## Task instructions
Print the line containing "of the window" and every line after it exactly as written, through the end of the records.

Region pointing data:
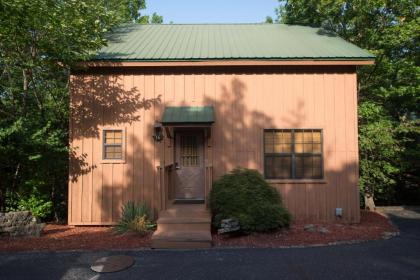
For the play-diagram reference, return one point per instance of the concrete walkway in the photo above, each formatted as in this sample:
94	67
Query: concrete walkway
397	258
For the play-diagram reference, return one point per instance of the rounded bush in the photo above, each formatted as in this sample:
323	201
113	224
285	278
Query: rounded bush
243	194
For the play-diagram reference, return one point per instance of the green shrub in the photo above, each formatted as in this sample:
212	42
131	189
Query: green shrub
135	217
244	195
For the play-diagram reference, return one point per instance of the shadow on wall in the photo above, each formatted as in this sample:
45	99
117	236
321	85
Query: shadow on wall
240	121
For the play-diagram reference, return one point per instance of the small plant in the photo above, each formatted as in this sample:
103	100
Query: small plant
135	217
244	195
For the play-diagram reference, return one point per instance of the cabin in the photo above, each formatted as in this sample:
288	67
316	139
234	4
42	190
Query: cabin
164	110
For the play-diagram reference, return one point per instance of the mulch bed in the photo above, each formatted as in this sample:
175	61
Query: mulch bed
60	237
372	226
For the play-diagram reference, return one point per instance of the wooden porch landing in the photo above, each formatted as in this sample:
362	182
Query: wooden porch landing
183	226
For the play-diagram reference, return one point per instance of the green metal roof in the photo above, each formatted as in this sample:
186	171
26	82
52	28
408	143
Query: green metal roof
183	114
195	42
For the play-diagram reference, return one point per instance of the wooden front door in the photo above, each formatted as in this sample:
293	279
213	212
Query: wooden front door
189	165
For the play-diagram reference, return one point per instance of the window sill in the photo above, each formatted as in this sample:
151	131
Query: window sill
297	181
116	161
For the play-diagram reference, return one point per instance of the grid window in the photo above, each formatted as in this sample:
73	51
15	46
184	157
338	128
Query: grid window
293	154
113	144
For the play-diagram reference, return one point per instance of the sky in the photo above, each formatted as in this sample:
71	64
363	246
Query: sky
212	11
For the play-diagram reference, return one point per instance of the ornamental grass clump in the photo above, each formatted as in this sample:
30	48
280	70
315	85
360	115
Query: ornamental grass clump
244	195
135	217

## Output below
For the play-diagram reference, return one point per instance of the window sill in the photo above, each formatted as in this sample:
151	131
Query: window sill
297	181
116	161
For the play-diagram reference, return one point per instance of the grid window in the photo above, each formatted as in this sample:
73	51
15	46
184	157
338	128
Query: grid window
293	154
113	144
For the play-diagram reference, return one point per instance of the sky in the photo above, each formatted as in this sample:
71	64
363	246
Query: sky
212	11
For the play-diagram reference, return one point per instance of the ornamental grass clump in the photo above, each formatted as in this sample:
30	48
280	70
315	85
360	115
Query: ornamental grass clump
244	195
135	217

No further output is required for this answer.